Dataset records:
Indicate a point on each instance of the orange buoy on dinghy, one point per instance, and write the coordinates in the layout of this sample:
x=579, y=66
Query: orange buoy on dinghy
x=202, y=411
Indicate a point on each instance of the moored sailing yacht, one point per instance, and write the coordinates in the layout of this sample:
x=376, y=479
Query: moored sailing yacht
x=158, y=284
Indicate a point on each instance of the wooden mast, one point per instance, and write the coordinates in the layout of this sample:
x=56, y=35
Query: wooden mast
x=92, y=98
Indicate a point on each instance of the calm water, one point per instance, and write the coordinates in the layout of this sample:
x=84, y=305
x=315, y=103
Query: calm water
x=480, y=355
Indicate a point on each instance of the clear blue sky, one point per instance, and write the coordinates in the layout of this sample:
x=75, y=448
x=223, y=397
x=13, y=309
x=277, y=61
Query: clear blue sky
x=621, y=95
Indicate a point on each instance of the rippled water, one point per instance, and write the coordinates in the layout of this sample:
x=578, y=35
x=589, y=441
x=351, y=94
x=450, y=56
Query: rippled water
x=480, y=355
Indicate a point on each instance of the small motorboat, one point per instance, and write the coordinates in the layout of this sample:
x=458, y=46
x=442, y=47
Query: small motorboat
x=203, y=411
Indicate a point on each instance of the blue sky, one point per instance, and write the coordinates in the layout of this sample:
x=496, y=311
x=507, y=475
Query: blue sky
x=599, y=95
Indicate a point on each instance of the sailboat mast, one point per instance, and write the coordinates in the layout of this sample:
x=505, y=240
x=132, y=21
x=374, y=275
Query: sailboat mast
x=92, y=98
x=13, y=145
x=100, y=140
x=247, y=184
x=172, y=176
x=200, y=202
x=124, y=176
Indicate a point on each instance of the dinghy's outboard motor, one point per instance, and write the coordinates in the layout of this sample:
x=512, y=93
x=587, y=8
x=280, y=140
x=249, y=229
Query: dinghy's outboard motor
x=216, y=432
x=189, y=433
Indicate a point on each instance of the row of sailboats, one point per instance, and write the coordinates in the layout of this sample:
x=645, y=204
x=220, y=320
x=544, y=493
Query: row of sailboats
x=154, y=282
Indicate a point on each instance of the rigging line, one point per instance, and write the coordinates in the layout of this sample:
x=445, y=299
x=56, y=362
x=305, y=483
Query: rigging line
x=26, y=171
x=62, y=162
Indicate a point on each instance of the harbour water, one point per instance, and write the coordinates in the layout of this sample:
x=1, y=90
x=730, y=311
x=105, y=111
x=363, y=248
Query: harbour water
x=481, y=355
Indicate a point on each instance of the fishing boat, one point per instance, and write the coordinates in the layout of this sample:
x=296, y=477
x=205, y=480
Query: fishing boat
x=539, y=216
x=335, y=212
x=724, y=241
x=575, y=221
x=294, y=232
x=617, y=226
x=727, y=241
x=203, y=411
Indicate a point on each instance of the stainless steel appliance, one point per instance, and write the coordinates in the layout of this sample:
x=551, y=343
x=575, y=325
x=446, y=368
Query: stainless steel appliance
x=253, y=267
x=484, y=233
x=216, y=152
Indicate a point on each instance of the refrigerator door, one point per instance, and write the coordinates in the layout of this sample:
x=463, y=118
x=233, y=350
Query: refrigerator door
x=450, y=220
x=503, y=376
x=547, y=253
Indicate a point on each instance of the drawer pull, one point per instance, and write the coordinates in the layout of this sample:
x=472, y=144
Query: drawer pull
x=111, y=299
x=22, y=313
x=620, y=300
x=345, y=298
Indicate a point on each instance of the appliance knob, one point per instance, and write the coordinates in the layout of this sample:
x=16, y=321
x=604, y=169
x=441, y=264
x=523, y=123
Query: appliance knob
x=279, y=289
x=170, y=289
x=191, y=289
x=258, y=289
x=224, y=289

STATED GOAL. Present every line of the data above as a Markdown table with two columns, Row for the row number and Line for the line itself, leaving out any blank lines.

EXERCISE RESPONSE.
| Row | Line |
|---|---|
| 1 | Indicate a point on each instance of the orange buoy on dinghy, one point per instance, and write the coordinates in the layout of this sample: |
| 2 | x=579, y=66 |
| 3 | Query: orange buoy on dinghy |
| 4 | x=202, y=411 |
| 5 | Indicate a point on each instance of the moored sailing yacht, one point per instance, and write the coordinates in the layout of this sample: |
| 6 | x=376, y=479 |
| 7 | Query: moored sailing yacht |
| 8 | x=158, y=284 |
| 9 | Indicate a point on each instance of the wooden mast, one point per instance, and write the coordinates in the layout of this sample: |
| 10 | x=56, y=35 |
| 11 | Query: wooden mast |
| 12 | x=92, y=98 |
| 13 | Indicate a point on each instance of the calm water, one point per instance, and write the coordinates in the layout of this sample: |
| 14 | x=84, y=305 |
| 15 | x=315, y=103 |
| 16 | Query: calm water |
| 17 | x=480, y=355 |
| 18 | Indicate a point on each instance of the clear blue sky, one point per instance, and write the coordinates in the layout of this sample: |
| 19 | x=75, y=448 |
| 20 | x=223, y=397 |
| 21 | x=13, y=309 |
| 22 | x=277, y=61 |
| 23 | Query: clear blue sky |
| 24 | x=621, y=95 |
| 25 | Indicate a point on each instance of the rippled water, one point per instance, and write the coordinates in the layout of this sample: |
| 26 | x=578, y=35 |
| 27 | x=589, y=441 |
| 28 | x=351, y=94 |
| 29 | x=450, y=56 |
| 30 | Query: rippled water |
| 31 | x=480, y=355 |
| 32 | Indicate a point on each instance of the small motorboat, one point per instance, and write the coordinates in the layout of this sample: |
| 33 | x=458, y=46 |
| 34 | x=442, y=47 |
| 35 | Query: small motorboat |
| 36 | x=203, y=411 |
| 37 | Indicate a point on each instance of the blue sky, one point per instance, and write the coordinates in the layout of this sample: |
| 38 | x=496, y=311 |
| 39 | x=507, y=475 |
| 40 | Query: blue sky |
| 41 | x=599, y=95 |
| 42 | Indicate a point on each instance of the sailboat mast, one point per instance, and write the coordinates in the layout of this sample: |
| 43 | x=505, y=240 |
| 44 | x=132, y=21 |
| 45 | x=374, y=275 |
| 46 | Query: sailboat mast |
| 47 | x=92, y=98 |
| 48 | x=13, y=145 |
| 49 | x=100, y=140 |
| 50 | x=247, y=184 |
| 51 | x=172, y=176 |
| 52 | x=200, y=202 |
| 53 | x=124, y=176 |
| 54 | Indicate a point on each instance of the dinghy's outboard motor, one point per instance, and write the coordinates in the layout of this sample: |
| 55 | x=512, y=93 |
| 56 | x=587, y=8 |
| 57 | x=280, y=140 |
| 58 | x=249, y=229 |
| 59 | Query: dinghy's outboard motor |
| 60 | x=216, y=432 |
| 61 | x=189, y=433 |
| 62 | Indicate a point on each instance of the row of sailboats, one point per instance, and write the coordinates in the layout of this sample: |
| 63 | x=645, y=204 |
| 64 | x=220, y=320 |
| 65 | x=544, y=493 |
| 66 | Query: row of sailboats |
| 67 | x=154, y=282 |
| 68 | Indicate a point on each instance of the rigging line, one point per instance, and write the coordinates in the layout of this sample: |
| 69 | x=445, y=299 |
| 70 | x=56, y=362 |
| 71 | x=305, y=483 |
| 72 | Query: rigging line |
| 73 | x=26, y=171 |
| 74 | x=62, y=162 |
| 75 | Indicate a point on each instance of the harbour water, one point per instance, and write the coordinates in the layout of this sample: |
| 76 | x=1, y=90 |
| 77 | x=730, y=311 |
| 78 | x=105, y=111 |
| 79 | x=363, y=248 |
| 80 | Query: harbour water |
| 81 | x=481, y=355 |
| 82 | Indicate a point on each instance of the fishing boat, one point per instance, and write the coordinates in the layout of this sample: |
| 83 | x=296, y=477 |
| 84 | x=205, y=480 |
| 85 | Query: fishing boat |
| 86 | x=539, y=216 |
| 87 | x=335, y=212 |
| 88 | x=724, y=241 |
| 89 | x=575, y=221 |
| 90 | x=294, y=232 |
| 91 | x=617, y=226 |
| 92 | x=727, y=241 |
| 93 | x=203, y=411 |
| 94 | Indicate a point on each instance of the stainless steel appliance, one point per instance, and write the coordinates in the layout of this sample: |
| 95 | x=551, y=343 |
| 96 | x=575, y=325 |
| 97 | x=446, y=368 |
| 98 | Query: stainless steel appliance |
| 99 | x=253, y=267 |
| 100 | x=484, y=233 |
| 101 | x=216, y=152 |
| 102 | Indicate a point on each instance of the refrigerator door, one point per instance, and write the coordinates in the layout of this sample: |
| 103 | x=463, y=118 |
| 104 | x=233, y=350 |
| 105 | Query: refrigerator door |
| 106 | x=450, y=220 |
| 107 | x=503, y=376 |
| 108 | x=547, y=253 |
| 109 | Indicate a point on each instance of the drawer pull, one point per instance, and write the coordinates in the layout of this sample: |
| 110 | x=472, y=144 |
| 111 | Query: drawer pull |
| 112 | x=111, y=299 |
| 113 | x=22, y=313 |
| 114 | x=620, y=300 |
| 115 | x=345, y=298 |
| 116 | Indicate a point on each instance of the appliance knob, one point per instance, and write the coordinates in the layout of this sample: |
| 117 | x=16, y=321 |
| 118 | x=604, y=169 |
| 119 | x=441, y=264 |
| 120 | x=523, y=123 |
| 121 | Query: appliance knob |
| 122 | x=279, y=289 |
| 123 | x=170, y=289 |
| 124 | x=191, y=289 |
| 125 | x=258, y=289 |
| 126 | x=224, y=289 |